[Dataset entries]
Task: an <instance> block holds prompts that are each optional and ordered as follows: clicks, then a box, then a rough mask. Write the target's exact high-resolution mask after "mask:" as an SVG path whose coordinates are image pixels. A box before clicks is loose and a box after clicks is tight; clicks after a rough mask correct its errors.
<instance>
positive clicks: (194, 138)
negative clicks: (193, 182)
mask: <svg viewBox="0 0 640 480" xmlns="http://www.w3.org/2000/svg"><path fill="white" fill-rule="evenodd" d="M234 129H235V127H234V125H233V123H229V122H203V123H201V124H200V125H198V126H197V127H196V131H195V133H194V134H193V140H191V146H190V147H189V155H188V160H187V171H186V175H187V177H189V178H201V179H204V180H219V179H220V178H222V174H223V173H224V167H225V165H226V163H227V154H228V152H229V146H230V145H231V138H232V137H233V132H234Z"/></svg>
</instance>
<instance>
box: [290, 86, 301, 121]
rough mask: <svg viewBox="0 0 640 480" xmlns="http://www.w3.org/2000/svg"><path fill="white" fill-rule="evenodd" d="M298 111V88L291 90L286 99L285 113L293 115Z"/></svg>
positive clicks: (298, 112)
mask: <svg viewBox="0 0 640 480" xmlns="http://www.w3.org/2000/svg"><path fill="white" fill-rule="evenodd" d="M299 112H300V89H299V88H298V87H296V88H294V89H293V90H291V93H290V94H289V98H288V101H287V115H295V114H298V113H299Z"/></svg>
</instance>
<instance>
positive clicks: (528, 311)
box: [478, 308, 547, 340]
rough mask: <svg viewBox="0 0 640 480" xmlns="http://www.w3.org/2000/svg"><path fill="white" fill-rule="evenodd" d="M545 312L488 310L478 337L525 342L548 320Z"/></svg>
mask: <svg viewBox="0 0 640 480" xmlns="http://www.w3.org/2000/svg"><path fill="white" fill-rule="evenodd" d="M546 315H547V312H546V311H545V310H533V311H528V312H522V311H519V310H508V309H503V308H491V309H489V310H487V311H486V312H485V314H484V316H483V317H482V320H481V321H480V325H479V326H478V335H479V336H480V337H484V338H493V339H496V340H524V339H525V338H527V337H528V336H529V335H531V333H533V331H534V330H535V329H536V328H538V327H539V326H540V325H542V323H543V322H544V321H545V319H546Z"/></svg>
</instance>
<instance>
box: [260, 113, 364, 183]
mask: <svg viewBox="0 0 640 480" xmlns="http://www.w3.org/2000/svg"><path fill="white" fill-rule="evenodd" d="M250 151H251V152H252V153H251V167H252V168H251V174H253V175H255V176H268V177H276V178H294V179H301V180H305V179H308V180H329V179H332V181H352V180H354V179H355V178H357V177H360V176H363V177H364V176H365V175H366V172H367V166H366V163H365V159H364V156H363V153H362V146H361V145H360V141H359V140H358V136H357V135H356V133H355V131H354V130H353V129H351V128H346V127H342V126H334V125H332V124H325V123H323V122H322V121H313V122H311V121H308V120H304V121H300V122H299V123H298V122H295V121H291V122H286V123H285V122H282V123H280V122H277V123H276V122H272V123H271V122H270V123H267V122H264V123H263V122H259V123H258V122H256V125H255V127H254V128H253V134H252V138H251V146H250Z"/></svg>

### Your task
All that belongs in your answer is the stretch of entries above from the line with "negative clicks: (193, 182)" through the line with "box: [478, 308, 547, 340]", printed exactly.

### Answer section
negative clicks: (193, 182)
mask: <svg viewBox="0 0 640 480" xmlns="http://www.w3.org/2000/svg"><path fill="white" fill-rule="evenodd" d="M234 129H235V127H234V125H233V123H229V122H203V123H201V124H200V125H198V126H197V127H196V131H195V133H194V134H193V140H191V146H190V147H189V155H188V160H187V171H186V175H187V177H189V178H201V179H204V180H219V179H220V178H222V174H223V173H224V167H225V165H226V163H227V154H228V152H229V146H230V145H231V138H232V137H233V132H234Z"/></svg>
</instance>
<instance>
box: [290, 86, 301, 121]
rough mask: <svg viewBox="0 0 640 480" xmlns="http://www.w3.org/2000/svg"><path fill="white" fill-rule="evenodd" d="M298 111V88L291 90L286 99L285 113L293 115Z"/></svg>
positive clicks: (298, 112)
mask: <svg viewBox="0 0 640 480" xmlns="http://www.w3.org/2000/svg"><path fill="white" fill-rule="evenodd" d="M299 112H300V89H299V88H298V87H296V88H294V89H293V90H291V93H290V94H289V98H288V101H287V115H295V114H298V113H299Z"/></svg>
</instance>
<instance>
positive clicks: (528, 311)
box: [478, 308, 547, 340]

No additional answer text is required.